WHAT NEEDS TO BE DONE – Below is a listing to write out in full, exactly as given, without its pictures.
-*-*-
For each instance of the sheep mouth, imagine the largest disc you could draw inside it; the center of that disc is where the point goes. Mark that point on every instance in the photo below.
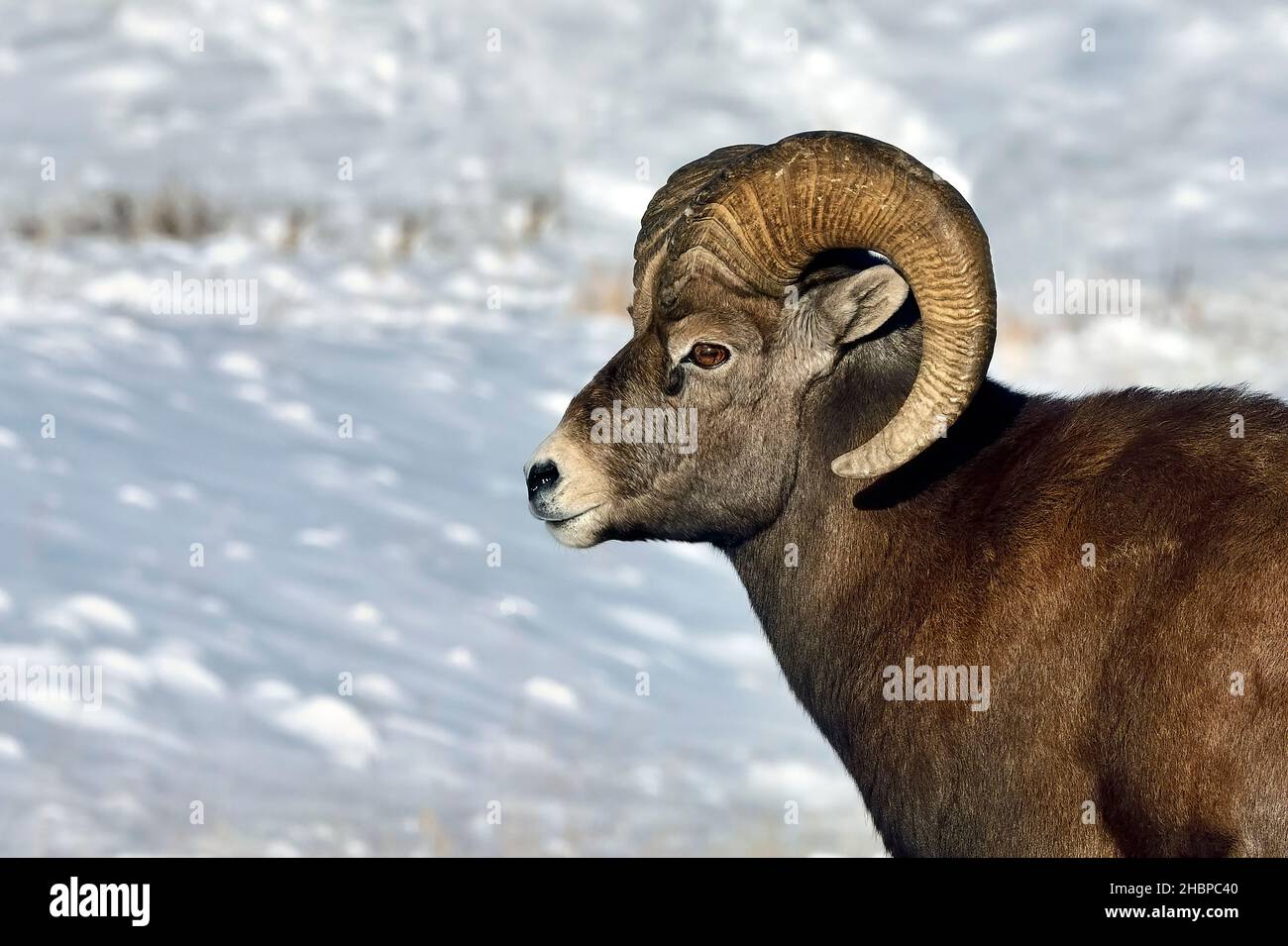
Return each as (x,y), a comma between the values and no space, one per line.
(554,521)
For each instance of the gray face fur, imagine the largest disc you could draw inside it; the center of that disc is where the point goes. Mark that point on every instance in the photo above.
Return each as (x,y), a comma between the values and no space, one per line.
(660,447)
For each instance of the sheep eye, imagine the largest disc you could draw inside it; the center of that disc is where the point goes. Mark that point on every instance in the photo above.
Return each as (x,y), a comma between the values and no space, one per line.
(707,356)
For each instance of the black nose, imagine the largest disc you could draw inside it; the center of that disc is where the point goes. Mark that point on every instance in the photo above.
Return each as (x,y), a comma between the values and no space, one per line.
(541,476)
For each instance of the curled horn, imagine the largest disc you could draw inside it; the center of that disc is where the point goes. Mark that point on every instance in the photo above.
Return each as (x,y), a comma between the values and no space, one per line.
(760,214)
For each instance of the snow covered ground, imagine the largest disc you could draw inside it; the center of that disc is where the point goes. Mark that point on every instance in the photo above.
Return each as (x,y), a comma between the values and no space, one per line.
(297,547)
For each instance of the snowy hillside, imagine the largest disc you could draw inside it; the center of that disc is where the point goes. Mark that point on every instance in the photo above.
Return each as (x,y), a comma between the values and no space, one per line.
(296,545)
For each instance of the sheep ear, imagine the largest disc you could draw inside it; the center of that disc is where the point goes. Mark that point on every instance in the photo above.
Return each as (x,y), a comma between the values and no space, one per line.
(851,308)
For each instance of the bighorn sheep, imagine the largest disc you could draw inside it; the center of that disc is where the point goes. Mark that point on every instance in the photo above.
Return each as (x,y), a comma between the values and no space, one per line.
(1117,564)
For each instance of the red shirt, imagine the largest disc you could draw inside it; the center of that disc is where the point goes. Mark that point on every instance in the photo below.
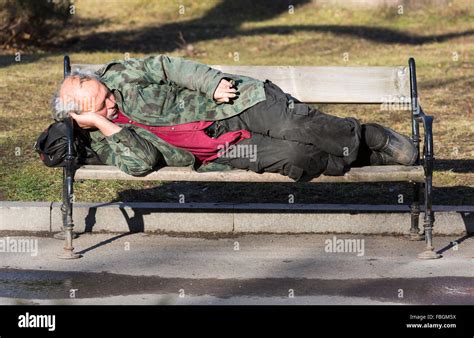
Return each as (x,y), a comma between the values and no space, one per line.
(191,137)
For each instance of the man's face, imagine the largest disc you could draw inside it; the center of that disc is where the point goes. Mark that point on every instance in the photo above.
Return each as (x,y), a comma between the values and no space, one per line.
(91,95)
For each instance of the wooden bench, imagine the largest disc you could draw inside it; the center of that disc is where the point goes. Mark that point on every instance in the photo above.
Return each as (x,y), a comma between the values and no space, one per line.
(394,87)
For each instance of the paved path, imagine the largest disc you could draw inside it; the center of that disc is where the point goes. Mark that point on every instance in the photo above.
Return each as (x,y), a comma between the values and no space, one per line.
(250,269)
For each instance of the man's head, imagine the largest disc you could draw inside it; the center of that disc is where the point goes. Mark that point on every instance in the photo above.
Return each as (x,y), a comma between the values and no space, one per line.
(81,93)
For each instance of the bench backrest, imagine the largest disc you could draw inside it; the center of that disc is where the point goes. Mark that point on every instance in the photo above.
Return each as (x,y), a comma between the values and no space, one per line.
(390,85)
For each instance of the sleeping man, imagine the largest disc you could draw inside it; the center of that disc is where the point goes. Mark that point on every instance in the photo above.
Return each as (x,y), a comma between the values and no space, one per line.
(144,114)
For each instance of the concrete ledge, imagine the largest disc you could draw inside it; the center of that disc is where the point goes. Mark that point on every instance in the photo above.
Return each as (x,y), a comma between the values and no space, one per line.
(227,218)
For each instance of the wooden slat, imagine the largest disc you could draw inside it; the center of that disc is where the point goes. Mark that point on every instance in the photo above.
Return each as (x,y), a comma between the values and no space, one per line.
(364,174)
(327,84)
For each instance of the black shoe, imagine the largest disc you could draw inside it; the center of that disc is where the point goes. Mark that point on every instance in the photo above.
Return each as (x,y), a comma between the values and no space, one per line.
(399,149)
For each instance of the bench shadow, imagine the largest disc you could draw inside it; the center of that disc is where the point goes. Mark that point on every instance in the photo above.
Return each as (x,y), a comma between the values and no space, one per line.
(456,166)
(468,219)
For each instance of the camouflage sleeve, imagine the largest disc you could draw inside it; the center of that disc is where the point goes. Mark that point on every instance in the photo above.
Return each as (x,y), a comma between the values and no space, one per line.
(129,152)
(185,73)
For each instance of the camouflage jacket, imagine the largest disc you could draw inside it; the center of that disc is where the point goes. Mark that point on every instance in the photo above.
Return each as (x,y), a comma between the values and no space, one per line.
(160,91)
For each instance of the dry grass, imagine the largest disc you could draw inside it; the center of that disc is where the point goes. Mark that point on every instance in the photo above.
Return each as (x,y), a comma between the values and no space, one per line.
(313,35)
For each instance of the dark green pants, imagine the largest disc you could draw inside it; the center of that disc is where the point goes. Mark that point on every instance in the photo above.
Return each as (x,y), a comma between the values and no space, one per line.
(293,139)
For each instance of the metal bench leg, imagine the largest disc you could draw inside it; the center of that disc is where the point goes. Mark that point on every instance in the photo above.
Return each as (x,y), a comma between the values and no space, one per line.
(415,234)
(429,253)
(66,208)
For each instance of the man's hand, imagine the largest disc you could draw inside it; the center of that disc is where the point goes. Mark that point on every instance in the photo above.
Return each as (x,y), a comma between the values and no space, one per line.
(86,120)
(92,120)
(225,91)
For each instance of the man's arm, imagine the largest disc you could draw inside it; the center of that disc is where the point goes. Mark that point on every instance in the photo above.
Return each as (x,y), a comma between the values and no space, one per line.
(185,73)
(122,147)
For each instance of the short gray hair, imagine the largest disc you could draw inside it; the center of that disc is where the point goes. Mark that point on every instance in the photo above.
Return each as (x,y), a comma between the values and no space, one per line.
-*-*-
SOLUTION TO THIS TASK –
For each instance of the sheep mouth, imagine the largest disc you could draw inside it; the center of that disc is where the point goes. Mark that point on every instance in the photo below.
Return each as (x,y), a comma between the values and no space, one per line.
(554,521)
For each instance of the gray face fur, imagine the largest disc you could draw inside it; the center of that disc is where the point goes. Mark that point on every instance in the photo above.
Return each as (x,y), a comma between the values and no space, one per line.
(660,447)
For each instance of the sheep eye, imagine the largest disc you could draw inside it; the center of that disc is where the point goes. Mark that point on every instance in the photo above.
Return each as (x,y), a comma between the values and no space, one per line.
(707,356)
For each instance of the black nose, imagine the largest disc you could draw inside it; the center of that disc is where the point goes. Mark that point on every instance in the photo above.
Return each as (x,y), a comma between the values and no space, one per line.
(541,476)
For each instance of the curled horn, imagine the largest disc you could draw inside it; the center of that disc is where the point goes. Mark that point on every instance in the photo above.
Return each as (x,y), a comma between the values and no space, one per line.
(760,214)
For each instance of the snow covered ground, imagine the largest disc you could draw inside it; the center of that disc is where the point goes. Mark that point on every instance in the photo above.
Return each as (x,y), a comma between the values and no space, one per line.
(297,547)
For each instance of the snowy hillside, imagine the largest disc you could draw inside it; the center of that disc is where the point goes. Mark that point on every instance in the photo above.
Return each as (x,y), a comma between the values and no space, one per line.
(296,545)
For each instance of the sheep ear, imagine the largest disc you could draw inside it; the center of that disc is where the point goes. Mark that point on every instance in the photo above.
Return each as (x,y), a comma between the values and no space, one per line.
(851,308)
For each instance of the bighorn sheep, imagine the largest disc you could draw inside it; the center of that disc is where the point goes. Mark that point on every instance in the photo above.
Return each as (x,y), a comma between the values and no space, one per line.
(1117,564)
For each instance of the red shirt, imagine the largest disc you could draw inside it; the center of that disc is where the point goes. Mark that point on every instance in the photo below.
Return each as (x,y), a comma between the values and no space, one per line.
(191,137)
For each instance of the man's face, imagine the largest disc you could draw inside it; the center of that disc is where the point goes. Mark that point on every instance in the photo above.
Return each as (x,y), a comma between the values and no space, one per line.
(91,95)
For each instance of the wooden bench, imagine the largest disc you could draw inside it; the center of that disc is where the point goes. Mark that point on every instance in the photo above.
Return each as (x,y), a comma between the values and no space, one per line.
(394,87)
For each instance of the paved path, imagine the largest disc you could draw inside it; the center of that disc is where the point goes. Mark that point on every instance in the photo above.
Return each as (x,y), a comma between the values and no space, one per line.
(250,269)
For each instance of the man's head, imagine the largest disc you could draw inside it; the center of that disc is where the point goes. Mark that point on every instance in the photo above.
Return each as (x,y), a comma between the values and no space, one per line.
(81,93)
For each instance of the bench backrest, imagine the largest disc you could draw inside it; the center of that disc is where the point goes. Mark that point on every instance in the photo above.
Return each as (x,y), a comma between the values and no space, one per line.
(390,85)
For each instance of the sleeping man, imagine the largest disc you could draw inside it; the center of that disc is where the point goes. Mark that point on every instance in the photo above.
Return each as (x,y), a comma between the values and no space, one per line.
(144,114)
For each instance of the concrete ledge, imagine the largest disc you could draw inside it; the center of that disc is where the point goes. Mark that point on every instance in the photo above.
Return each as (x,y), a comma between the values and no space, one per line.
(227,218)
For each instance of the wooden slat, imagine the largest disc you could draw inside it; the center of that disc is where the point goes. Mark that point on every instance in the photo above.
Return each as (x,y), a comma between the values and no space, one per line.
(364,174)
(327,84)
For each instance of the black shoe, imagine the largest disc you could draw inside it; the center of that disc is where the point goes. Mark that point on every instance in the photo above.
Return each as (x,y), a comma between the values and no space, one per line.
(399,149)
For each instance of the bench shadow, imagine the largest disc you could draw inside it; the center of that disc is where the point goes. Mark that point on every instance in the photo above.
Return each as (x,y), a comma between the values and no space, one per line.
(456,166)
(468,219)
For each instance of the camouflage sleeve, imagine the largest disc you could draw inside it; the center of that disc is where the point goes. Mark that point on every instance in the photo above.
Return each as (x,y), a comma between the values and no space, one per line.
(129,152)
(185,73)
For each instance of the camouflage jacket, imagine the largest disc you could draw inside it; the center of that disc is where the point goes. Mark that point on every instance in the photo above.
Return each as (x,y), a comma between the values and no space, one per line.
(160,91)
For each instance of the dry grass, imagine the largest disc you could draw inside it; the center of that disc is where the point goes. Mark that point on every instance in the photo above.
Return each as (x,y), a comma between the values and no space, one per line.
(313,35)
For each instance of the dark green pants, imagine the largest disc you could draw inside it; the center of that disc is where the point goes. Mark that point on every instance in the photo above.
Return each as (x,y), a comma between the values and no space, one per line.
(293,139)
For each instance of the metal bench leg, imagine the largest disc you could draw inside it; the center of that disc is where the point goes. Mark that point on every instance in the photo above.
Return each as (x,y), a comma between the values and no space, one per line.
(415,234)
(429,253)
(66,208)
For each instance of the man's hand, imagine the largest disc you could draw inside it; the center of that disc is where the point goes. Mark that point on every instance in the photo above.
Return each as (x,y), a comma between the values and no space, one per line.
(86,120)
(92,120)
(225,91)
For each instance of the man's arm, imagine the largest disc you could draw inside it; the center of that disc is where the point goes. Mark that point on every instance in the photo above.
Return each as (x,y), a comma between the values and no space, one per line.
(185,73)
(122,147)
For each instance of the short gray hair, imagine the largest disc you could draw inside it; the center of that disc is where the point goes. Mark that point on every instance in the photo above.
Return each as (x,y), a comma between the values and no space, one per line.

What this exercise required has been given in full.